ReplaceArgs.setReplacement("") is leaving blank line in document generation

Hi @alexey.noskov ,

I tried with above code but still same issue styling is not able to apply for child nodes when we use backward direction.

Can you please suggest us some solution.

Thanks,
Priyanka.

@priyanka9 With the above suggested workaround you should use forward direction, not backward direction.

Hi @alexey.noskov ,

If we use farward direction removeArgs logic is causing issue as i mentioned earlier.

@priyanka9 Then, maybe the easier approach for you will be to avoid using IReplacingCallback and instead process the runs with placeholders. The above mentioned workaround makes the placeholders to be represented as a single Run node. So you can use the following approach:

Pattern pattern = Pattern.compile("\\{\\{([^}]*)\\}\\}");
// Replace placeholders in the document to make them to be represented as a single run.
FindReplaceOptions tmpOptions = new FindReplaceOptions();
tmpOptions.setUseSubstitutions(true);
baseAsposeDocument.getRange().replace(pattern, "$0", tmpOptions);
// Find the runs with placeholders.
for (Run r : (Iterable<Run>)baseAsposeDocument.getChildNodes(NodeType.RUN, true))
{
    if (pattern.matcher(r.getText()).find())
    {
        // Process the matched Run as it is required.
    }
}

Hi @alexey.noskov ,

This approach wont work for our requirement since document will have multiple level of inner documents inside and which have different args like documents or plain text or tables or styling args etc.

Even LINQ approach also wont suite for our requirement and we tried POC initially since it doesnt suite our requirement we went with IReplacingCallback.

@priyanka9 This is actually the same approach, but processing of the matched tags is performed outside the IReplacingCallback.

Actually LINQ Reporting Engine can process sub reports like it is required in your case. in your case you insert subdocuments and these subdocuments also can contain tags, which should be replaced. This can be easily done using using <<doc [document_expression] -build>> tag:
https://docs.aspose.com/words/java/inserting-documents-dynamically/

Find/Replace functionality is not actually designed for complex report generation and document processing upon replacing process.

Ok let us go through once LINQ approach and will comeback again. Actually we are in a stage to move to production but now changing approach is not good idea and again rework also for us but anyway if it will resolves all our problems will check and comeback.

Supplied information =>
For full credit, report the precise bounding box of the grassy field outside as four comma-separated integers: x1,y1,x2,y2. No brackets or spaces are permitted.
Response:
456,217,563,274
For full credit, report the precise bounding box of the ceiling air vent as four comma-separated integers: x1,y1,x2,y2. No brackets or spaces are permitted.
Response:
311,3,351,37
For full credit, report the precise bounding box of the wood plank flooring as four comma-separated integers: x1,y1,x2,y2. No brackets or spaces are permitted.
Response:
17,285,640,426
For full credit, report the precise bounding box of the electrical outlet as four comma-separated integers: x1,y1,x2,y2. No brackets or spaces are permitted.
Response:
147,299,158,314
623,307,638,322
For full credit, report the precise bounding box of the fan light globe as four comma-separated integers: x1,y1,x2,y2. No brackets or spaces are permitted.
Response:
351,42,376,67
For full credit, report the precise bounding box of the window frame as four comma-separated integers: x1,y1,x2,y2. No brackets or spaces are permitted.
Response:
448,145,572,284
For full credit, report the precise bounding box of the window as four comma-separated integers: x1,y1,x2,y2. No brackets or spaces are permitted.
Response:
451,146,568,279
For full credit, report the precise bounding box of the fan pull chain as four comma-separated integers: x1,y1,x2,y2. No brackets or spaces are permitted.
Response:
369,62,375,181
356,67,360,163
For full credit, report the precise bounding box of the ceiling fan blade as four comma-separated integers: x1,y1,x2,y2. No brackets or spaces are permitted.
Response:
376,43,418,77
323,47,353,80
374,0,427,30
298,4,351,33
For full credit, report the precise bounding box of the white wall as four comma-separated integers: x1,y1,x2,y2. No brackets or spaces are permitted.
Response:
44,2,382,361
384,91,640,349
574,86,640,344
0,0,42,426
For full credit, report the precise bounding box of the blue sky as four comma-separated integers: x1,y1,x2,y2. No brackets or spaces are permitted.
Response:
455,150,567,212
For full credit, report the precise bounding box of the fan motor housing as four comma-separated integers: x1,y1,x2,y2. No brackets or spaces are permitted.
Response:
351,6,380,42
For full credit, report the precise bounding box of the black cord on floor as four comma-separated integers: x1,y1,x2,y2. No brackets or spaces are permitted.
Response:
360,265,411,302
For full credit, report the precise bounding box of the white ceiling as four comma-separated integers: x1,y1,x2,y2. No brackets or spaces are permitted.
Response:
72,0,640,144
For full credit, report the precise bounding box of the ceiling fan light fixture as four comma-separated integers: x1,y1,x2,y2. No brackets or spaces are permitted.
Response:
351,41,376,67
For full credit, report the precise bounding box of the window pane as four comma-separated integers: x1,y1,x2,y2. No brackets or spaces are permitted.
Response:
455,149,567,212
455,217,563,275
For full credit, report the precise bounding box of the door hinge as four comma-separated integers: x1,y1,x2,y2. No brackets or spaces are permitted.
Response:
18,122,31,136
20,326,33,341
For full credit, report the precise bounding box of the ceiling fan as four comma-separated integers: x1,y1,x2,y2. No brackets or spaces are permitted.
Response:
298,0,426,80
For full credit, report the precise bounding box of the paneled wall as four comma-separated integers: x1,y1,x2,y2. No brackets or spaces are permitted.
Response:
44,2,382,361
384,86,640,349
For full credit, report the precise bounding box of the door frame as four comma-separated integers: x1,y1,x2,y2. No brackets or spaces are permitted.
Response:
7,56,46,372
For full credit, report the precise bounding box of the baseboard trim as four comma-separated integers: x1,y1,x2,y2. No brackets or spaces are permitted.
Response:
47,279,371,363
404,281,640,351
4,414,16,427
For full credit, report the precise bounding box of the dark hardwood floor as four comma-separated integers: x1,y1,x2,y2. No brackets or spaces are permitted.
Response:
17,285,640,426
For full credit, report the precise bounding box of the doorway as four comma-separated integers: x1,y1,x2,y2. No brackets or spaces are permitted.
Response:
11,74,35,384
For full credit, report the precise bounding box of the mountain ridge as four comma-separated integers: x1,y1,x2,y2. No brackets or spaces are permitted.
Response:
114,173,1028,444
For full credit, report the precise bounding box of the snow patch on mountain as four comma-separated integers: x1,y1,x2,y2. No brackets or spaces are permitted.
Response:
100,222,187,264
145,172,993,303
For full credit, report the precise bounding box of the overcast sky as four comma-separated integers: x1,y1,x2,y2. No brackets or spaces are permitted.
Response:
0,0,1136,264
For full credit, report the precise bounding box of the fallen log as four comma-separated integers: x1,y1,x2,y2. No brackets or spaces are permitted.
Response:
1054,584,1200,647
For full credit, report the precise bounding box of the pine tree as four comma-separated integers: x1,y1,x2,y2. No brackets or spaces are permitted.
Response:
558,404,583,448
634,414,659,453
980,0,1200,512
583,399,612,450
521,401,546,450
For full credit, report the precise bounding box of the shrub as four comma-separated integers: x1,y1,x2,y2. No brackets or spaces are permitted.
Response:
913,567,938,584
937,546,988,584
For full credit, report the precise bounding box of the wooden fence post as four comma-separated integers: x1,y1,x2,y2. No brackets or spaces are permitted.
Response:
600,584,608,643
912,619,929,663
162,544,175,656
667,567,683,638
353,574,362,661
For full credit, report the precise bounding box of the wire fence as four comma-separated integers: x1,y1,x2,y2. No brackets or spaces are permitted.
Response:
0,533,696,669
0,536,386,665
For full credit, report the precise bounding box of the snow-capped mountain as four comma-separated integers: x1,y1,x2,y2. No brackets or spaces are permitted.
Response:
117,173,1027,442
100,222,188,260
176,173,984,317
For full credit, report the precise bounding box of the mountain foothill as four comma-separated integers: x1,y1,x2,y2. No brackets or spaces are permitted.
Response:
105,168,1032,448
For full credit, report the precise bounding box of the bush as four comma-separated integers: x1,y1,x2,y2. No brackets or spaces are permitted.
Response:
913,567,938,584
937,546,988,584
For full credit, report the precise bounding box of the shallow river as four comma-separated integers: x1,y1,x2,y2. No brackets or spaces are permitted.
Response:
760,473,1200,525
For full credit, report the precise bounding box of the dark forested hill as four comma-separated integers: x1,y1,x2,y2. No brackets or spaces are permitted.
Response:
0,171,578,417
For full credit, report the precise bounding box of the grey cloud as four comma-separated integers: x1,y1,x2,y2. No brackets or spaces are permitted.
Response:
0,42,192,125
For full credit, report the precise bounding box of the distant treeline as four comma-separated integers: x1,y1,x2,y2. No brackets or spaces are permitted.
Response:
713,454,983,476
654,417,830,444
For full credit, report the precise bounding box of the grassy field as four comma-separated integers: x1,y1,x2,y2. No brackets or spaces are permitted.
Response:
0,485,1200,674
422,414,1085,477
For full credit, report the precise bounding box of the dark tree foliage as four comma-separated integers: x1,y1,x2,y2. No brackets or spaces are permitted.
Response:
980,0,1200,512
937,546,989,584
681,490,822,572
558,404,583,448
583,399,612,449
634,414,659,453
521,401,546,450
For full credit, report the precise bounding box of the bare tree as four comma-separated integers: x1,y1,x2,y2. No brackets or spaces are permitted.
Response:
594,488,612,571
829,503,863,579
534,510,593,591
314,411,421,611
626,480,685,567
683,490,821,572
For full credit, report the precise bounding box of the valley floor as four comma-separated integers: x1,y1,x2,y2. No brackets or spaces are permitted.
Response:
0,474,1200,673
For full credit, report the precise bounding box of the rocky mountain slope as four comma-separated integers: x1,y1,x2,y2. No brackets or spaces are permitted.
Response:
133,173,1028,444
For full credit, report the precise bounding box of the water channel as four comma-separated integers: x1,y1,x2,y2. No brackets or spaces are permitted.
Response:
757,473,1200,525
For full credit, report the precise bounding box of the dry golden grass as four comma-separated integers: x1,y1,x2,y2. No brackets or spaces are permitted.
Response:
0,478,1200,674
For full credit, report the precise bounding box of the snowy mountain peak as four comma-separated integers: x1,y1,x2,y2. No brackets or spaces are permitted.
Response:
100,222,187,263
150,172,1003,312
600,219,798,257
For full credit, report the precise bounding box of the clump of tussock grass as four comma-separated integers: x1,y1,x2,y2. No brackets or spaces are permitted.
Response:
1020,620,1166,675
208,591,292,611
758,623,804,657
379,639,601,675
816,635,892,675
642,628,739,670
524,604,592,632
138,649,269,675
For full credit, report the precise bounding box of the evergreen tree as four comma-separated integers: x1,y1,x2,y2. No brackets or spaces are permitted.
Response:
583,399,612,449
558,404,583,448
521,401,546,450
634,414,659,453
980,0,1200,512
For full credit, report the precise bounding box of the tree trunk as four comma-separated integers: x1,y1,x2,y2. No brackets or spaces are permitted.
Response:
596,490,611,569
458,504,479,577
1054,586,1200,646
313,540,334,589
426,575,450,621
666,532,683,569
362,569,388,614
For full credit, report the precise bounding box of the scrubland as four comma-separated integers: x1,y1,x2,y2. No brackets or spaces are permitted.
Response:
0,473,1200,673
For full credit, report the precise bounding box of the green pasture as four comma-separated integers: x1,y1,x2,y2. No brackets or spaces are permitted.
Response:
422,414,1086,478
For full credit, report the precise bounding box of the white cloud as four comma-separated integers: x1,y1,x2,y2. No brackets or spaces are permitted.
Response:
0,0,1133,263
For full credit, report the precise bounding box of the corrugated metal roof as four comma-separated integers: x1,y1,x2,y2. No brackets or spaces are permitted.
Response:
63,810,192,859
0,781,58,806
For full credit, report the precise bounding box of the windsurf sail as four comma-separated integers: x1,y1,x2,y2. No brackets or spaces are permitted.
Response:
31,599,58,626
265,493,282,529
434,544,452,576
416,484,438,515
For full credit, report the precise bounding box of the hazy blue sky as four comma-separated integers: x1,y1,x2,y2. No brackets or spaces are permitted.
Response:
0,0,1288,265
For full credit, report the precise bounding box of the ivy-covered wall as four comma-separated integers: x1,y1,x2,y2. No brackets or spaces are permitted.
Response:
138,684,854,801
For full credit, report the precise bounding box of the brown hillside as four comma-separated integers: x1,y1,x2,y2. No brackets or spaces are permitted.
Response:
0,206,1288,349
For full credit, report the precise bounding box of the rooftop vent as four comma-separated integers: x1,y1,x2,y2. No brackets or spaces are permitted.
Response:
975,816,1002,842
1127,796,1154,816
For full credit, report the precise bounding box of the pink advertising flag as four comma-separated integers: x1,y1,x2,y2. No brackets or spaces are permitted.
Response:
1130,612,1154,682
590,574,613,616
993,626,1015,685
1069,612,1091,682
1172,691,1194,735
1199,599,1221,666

Requirements => Please transcribe the forum thread between "If we use farward" and "Find the runs with placeholders.", inclusive.

Result =>
If we use farward direction removeArgs logic is causing issue as i mentioned earlier.

@priyanka9 Then, maybe the easier approach for you will be to avoid using IReplacingCallback and instead process the runs with placeholders. The above mentioned workaround makes the placeholders to be represented as a single Run node. So you can use the following approach:

Pattern pattern = Pattern.compile("\\{\\{([^}]*)\\}\\}");
// Replace placeholders in the document to make them to be represented as a single run.
FindReplaceOptions tmpOptions = new FindReplaceOptions();
tmpOptions.setUseSubstitutions(true);
baseAsposeDocument.getRange().replace(pattern, "$0", tmpOptions);
// Find the runs with placeholders.